- [YOUR GOAL]: Continue the forum post below about key groups and operator parallelism, starting right after its last sentence.

- [PASSAGE FOR REVIEW]:
Re: Question about key group / key state & parallelism

Posted by bastien dine <ba...@gmail.com>.
Hi Hequn, thanks for your response !

Ok, that's what I was thinking about the key & operator instance
If the affectation of key group to an instance is deterministic (and the
hash of the key to belong to a key group) I have the following problem

Let's say I have 4 key (A,B,C,D) & 2 parallel instance for my operator (1,
2).
Flink determines that A/B belong 1 and C/D belong to 2.
If I have a message keyed by A it will be processed by 1.
But the following message is a B-key, it will wait for message A to be
processed by 1 and then go to 1, even if 2 is not busy and can technically
do the processing, right ?

How can I deal with that ?

Best Regard and many thanks !

- [DATASET RECORDS]:
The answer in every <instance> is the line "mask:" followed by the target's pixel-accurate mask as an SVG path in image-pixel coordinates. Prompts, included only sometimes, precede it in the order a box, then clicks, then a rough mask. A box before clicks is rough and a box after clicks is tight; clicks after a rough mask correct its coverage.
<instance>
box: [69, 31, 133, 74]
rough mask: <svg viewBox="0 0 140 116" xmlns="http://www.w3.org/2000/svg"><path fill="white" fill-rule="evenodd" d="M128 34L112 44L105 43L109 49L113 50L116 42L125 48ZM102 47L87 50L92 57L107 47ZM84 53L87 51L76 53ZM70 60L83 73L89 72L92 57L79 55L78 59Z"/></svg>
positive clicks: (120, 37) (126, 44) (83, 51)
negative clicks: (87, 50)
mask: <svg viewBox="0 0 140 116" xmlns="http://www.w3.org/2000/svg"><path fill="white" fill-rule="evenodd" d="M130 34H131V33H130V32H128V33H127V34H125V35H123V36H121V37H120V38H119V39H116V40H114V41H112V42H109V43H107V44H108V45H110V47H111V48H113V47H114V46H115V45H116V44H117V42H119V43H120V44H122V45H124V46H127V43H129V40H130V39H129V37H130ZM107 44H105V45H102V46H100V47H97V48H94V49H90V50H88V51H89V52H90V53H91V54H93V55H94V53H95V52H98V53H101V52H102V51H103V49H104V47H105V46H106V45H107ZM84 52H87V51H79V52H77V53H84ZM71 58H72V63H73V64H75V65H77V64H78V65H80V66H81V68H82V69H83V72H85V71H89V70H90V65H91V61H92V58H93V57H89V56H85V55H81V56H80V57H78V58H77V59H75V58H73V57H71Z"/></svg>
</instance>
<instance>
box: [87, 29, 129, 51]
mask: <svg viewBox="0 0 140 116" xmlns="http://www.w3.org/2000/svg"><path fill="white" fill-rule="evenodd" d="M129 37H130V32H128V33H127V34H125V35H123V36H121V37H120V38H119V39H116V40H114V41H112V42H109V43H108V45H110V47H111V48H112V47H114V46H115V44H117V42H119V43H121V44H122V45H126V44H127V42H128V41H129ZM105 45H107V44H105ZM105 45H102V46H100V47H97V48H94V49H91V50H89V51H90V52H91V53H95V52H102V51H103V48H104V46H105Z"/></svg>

- [ANSWER SPACE]:
Bastien
------------------

Bastien DINE
Data Architect / Software Engineer / Sysadmin
bastiendine.io


Le mer. 12 déc. 2018 à 13:39, Hequn Cheng <ch...@gmail.com> a écrit :

> Hi Bastien,
>
> Each key “belongs” to exactly one parallel instance of a keyed operator,
> and each parallel instance contains one or more Key Groups.
> Keys will be hashed into the corresponding key group deterministically. It
> is hashed by the value instead of the number of the total records.
> Different keys do not affect each other even a parallel instance contains
> one or more Key Groups.
>
> Best, Hequn
>
>
> On Wed, Dec 12, 2018 at 6:21 PM bastien dine <ba...@gmail.com>
> wrote:
>
>> Hello everyone,
>>
>> I have a question regarding the key state & parallelism of a process
>> operation
>>
>> Doc says : "You can think of Keyed State as Operator State that has been
>> partitioned, or sharded, with exactly one state-partition per key. Each
>> keyed-state is logically bound to a unique composite of
>> <parallel-operator-instance, key>, and since each key “belongs” to exactly
>> one parallel instance of a keyed operator, we can think of this simply as
>> <operator, key>."
>>
>> If I have less parallel operator instance (say 5) than my number of
>> possible key (10), it means than every instance will "manage" 2 key state ?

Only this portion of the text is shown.